• EXERCISE REQUIREMENTS:
A - Translate this sentence from the Henry VIII film review into French: "He wants adoration from women, and silence."
B - Pick up the Henry VIII film review after its final sentence and keep writing it.

Eye For Film >> Movies >> Henry VIII (2003) Film Review
The king's problem is that he can't sire a son. He manages with his mistresses, but never with a wife, which drives him into fits of rage, as if they are to blame, these women who promise devotion and loyalty and yet betray him in their wombs.
Although made for television, Henry VIII is a film with all the trappings of Shekhar Kapur's Elizabeth, but without the time or money to hang about. This lean, mean approach of shooting twice as many scenes in a day than you might expect works in its favour. There is energy and commitment from the actors and a spirit of innovation from director Pete Travis.
By choosing Ray Winstone to play the king, rather than a more classical actor, is a stroke of genius. You have to get used to his Cockney accent, but whose to say how they talked in the early 1500s? Obvious references to The Sopranos in tights - Winstone's trademark is that of an East End hard man - is lazy stereotyping. Life in the Tudor court may have resembled the Corleones in ways of family feuding and power struggles, but Henry, by the end, was closer to Sadam Hussein in his attitude towards people who looked at him funny.
He appears, not so much a weak man, as a friendless one, desperate for affection, paranoid and suspicious, angry at the inability to control his emotions, or those of others, particularly his wives. He wants adoration from women, and silence. Above all, he wants a son.
Anne Boleyn is too clever for him. She's the original feminist, refusing his advances until she has secured an absolute guarantee of security within the royal household. Her sister had been his mistress for years, bore him two children, before being abandoned to marry a dull farmer.

• DATASET CONTENT:
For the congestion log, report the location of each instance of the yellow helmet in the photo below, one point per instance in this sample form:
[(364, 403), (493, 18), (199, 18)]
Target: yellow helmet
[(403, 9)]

• TASK-BY-TASK OUTPUTS:
A - Il veut l'adoration des femmes, et le silence.

B -
Henry is surrounded by acolytes and schemers, who flatter him to his face and plot behind his back, especially in connection with the Church. When the king defies Rome because the Pope won't give him a divorce, the Protestants grasp their opportunity to rampage throughout the country, sacking monasteries, not unlike the Chinese in Tibet.
Henry's reign was, indeed, a bloody one and he becomes, reluctantly you feel, a tyrant. He never properly recovers after Anne refuses to have their marriage annulled and, thereby, saving her life, because that would have made the child Elizabeth a bastard. Like Macbeth, he is haunted by the spectre of treacherous acts and his isolation is enhanced by the fear that surrounds him.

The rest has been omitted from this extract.